--- START OF INPUT FOR THIS TASK ---
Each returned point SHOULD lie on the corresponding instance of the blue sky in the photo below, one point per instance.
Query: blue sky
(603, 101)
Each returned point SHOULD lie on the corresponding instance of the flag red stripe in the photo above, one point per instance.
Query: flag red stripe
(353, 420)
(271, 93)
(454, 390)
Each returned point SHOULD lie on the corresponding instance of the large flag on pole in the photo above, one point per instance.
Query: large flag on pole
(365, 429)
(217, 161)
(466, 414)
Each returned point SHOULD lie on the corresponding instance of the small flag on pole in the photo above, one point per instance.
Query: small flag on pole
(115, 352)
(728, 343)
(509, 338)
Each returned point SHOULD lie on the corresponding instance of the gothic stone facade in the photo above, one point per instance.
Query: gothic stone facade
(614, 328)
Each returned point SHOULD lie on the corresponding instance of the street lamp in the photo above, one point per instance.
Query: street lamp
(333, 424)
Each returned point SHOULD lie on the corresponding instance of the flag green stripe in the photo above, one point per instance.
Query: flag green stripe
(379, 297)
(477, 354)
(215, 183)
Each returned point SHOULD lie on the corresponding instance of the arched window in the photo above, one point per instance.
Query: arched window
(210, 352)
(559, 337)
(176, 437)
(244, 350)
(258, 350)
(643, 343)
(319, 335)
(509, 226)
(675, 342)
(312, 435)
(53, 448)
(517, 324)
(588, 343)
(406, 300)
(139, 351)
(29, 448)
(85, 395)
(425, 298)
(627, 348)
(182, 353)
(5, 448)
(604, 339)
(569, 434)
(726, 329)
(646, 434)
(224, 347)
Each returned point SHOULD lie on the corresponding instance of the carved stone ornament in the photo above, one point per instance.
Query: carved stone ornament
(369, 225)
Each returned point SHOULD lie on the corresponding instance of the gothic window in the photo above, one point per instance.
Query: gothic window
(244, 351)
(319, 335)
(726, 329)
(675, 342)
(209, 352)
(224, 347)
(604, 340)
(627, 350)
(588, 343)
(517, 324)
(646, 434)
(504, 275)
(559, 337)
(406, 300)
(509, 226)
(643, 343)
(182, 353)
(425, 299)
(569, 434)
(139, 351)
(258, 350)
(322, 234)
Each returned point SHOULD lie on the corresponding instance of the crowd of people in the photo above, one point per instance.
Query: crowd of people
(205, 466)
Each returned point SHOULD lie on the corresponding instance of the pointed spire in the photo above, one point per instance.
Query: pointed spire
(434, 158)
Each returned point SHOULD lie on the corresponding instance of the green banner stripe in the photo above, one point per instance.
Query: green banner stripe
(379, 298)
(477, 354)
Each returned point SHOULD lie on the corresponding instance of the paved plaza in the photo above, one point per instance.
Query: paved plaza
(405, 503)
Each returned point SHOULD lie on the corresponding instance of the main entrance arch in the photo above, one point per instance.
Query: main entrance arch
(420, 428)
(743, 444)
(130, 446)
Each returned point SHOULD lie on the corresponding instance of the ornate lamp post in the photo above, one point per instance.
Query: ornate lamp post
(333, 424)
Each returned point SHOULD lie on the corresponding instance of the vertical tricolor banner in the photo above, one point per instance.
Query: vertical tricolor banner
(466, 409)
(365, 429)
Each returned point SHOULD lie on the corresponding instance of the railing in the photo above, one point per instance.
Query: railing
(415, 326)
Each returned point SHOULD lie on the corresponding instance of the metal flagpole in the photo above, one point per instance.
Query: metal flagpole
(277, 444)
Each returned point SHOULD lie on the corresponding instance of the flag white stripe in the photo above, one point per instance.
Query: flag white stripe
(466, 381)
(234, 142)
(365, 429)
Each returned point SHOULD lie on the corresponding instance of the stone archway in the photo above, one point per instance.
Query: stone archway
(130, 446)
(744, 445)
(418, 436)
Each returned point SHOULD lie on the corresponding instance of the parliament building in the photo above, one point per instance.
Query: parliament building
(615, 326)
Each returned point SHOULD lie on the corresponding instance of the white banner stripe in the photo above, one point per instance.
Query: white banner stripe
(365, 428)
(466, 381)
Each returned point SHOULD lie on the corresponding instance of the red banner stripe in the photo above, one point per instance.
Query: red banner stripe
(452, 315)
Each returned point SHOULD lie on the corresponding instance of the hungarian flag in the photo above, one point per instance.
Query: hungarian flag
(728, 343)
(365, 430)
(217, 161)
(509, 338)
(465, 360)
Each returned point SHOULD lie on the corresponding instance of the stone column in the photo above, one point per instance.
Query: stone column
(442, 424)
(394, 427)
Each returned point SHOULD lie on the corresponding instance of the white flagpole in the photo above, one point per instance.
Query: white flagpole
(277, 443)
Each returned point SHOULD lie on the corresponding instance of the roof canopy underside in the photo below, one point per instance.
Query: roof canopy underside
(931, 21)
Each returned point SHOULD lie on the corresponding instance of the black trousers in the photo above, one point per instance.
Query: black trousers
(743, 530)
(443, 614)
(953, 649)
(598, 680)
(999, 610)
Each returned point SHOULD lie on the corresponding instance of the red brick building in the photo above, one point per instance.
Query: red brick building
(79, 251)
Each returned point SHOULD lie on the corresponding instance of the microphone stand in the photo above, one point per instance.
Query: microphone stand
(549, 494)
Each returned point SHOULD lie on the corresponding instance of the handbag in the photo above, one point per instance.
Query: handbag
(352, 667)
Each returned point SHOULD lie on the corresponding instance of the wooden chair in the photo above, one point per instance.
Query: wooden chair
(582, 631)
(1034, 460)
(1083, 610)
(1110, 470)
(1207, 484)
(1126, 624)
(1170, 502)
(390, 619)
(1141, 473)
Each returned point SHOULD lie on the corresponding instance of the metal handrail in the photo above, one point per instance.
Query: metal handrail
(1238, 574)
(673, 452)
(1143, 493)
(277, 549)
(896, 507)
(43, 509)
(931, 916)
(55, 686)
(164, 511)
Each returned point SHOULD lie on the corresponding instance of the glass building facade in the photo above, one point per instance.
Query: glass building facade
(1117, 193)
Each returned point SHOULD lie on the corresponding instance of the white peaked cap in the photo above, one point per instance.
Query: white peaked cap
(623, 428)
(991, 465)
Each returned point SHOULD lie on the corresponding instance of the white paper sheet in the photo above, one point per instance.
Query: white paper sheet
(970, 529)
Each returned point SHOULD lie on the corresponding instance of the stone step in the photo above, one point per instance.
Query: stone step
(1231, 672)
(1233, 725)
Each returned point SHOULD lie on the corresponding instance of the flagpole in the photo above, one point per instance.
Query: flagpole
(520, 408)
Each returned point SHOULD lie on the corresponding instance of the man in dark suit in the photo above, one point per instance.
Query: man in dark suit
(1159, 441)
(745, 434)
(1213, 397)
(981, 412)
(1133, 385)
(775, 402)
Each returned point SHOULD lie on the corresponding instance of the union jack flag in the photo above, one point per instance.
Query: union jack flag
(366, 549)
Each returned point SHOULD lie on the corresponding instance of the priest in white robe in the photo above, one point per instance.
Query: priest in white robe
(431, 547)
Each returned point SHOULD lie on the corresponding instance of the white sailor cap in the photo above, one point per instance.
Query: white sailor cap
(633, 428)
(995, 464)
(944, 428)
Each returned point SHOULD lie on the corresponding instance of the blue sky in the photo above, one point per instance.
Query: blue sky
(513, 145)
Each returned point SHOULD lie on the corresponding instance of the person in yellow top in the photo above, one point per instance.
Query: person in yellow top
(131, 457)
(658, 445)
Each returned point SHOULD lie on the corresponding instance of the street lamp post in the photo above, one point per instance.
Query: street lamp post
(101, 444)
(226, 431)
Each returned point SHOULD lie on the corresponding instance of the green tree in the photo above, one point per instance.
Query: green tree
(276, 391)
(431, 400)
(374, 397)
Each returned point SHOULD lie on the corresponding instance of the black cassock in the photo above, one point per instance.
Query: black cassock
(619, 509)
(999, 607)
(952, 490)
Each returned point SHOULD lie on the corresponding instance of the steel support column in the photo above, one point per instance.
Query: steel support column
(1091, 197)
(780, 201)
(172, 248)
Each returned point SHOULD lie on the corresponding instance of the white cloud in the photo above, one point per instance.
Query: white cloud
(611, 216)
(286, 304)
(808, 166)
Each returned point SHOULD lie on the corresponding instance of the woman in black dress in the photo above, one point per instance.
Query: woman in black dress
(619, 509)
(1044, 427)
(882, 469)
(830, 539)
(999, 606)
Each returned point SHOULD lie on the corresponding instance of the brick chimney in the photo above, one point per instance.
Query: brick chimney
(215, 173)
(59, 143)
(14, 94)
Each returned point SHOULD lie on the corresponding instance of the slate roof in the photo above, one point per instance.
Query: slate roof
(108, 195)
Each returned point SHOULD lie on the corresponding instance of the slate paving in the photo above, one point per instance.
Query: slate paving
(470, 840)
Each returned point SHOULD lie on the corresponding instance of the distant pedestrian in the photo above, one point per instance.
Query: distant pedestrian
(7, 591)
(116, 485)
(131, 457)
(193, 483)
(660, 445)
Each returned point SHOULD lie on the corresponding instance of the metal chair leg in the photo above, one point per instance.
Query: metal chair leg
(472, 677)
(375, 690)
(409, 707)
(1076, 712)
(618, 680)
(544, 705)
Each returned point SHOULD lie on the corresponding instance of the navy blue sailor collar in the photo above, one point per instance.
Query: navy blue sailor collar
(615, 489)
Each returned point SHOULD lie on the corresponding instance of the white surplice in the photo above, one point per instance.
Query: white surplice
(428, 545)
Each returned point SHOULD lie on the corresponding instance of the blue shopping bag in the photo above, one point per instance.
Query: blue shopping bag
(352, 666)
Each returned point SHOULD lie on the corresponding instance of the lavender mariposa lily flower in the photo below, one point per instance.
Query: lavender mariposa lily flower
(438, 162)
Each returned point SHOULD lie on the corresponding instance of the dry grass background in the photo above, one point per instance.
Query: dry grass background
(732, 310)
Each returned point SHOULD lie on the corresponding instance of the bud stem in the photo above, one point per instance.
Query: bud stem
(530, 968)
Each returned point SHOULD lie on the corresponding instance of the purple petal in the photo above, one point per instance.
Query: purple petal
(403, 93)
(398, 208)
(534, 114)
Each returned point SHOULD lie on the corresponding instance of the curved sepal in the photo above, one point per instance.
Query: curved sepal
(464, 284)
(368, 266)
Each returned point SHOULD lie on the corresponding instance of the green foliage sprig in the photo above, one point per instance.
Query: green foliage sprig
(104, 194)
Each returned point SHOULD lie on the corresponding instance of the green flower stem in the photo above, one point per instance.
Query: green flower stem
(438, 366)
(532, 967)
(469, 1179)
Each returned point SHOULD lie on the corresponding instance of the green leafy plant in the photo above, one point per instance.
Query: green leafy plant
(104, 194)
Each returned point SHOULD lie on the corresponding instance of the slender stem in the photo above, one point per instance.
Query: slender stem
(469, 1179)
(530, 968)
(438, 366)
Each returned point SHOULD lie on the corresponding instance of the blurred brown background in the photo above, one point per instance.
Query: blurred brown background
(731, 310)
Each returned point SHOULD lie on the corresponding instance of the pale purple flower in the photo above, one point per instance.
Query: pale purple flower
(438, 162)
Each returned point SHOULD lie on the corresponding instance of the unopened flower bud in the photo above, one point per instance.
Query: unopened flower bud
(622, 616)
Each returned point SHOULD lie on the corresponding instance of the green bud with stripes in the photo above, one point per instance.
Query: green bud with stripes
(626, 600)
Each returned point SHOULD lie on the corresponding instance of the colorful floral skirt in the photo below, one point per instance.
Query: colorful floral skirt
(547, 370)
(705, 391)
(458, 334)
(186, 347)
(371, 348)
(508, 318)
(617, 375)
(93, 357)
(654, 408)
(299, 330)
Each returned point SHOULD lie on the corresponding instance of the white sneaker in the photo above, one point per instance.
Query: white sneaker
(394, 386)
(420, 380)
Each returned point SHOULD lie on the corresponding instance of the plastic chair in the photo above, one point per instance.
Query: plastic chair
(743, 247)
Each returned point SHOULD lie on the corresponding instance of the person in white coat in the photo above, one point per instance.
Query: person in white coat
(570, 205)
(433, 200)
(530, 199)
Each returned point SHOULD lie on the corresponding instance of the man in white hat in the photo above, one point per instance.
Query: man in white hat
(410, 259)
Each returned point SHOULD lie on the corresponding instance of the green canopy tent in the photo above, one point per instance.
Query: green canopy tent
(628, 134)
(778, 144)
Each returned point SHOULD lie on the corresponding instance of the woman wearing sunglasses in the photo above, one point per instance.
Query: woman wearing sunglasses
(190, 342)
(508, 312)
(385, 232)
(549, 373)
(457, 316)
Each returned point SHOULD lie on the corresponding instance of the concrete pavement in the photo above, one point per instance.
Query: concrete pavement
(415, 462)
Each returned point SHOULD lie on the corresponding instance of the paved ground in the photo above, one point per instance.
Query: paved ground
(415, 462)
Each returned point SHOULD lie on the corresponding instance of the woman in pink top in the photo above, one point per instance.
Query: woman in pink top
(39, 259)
--- END OF INPUT FOR THIS TASK ---
◆ THE TASK:
Reproduce only the lines running from the one that contains "the green canopy" to the last line of the records.

◆ RESULT FOR THIS EXERCISE:
Each returned point SHOULD lie on the corresponding instance of the green canopy tent in the photo above, one point per instance.
Query: green canopy tent
(628, 134)
(778, 144)
Each returned point SHOULD lie on the corresponding instance of the woman wearing sunglasses in the photo above, one point per instance.
Query: woman wearing sunglasses
(190, 342)
(508, 312)
(385, 232)
(549, 373)
(457, 316)
Each returned point SHOULD lie on the corresponding instance of the concrete pavement in the photo above, one point per instance.
Query: concrete pavement
(415, 462)
Each returned point SHOULD lie on the corresponding instance of the paved ground in the photo above, one point per instance.
Query: paved ground
(415, 462)
Each returned point SHOULD lie on the corresponding instance of the woman in pink top in the photo above, one point per instance.
Query: woman in pink top
(39, 259)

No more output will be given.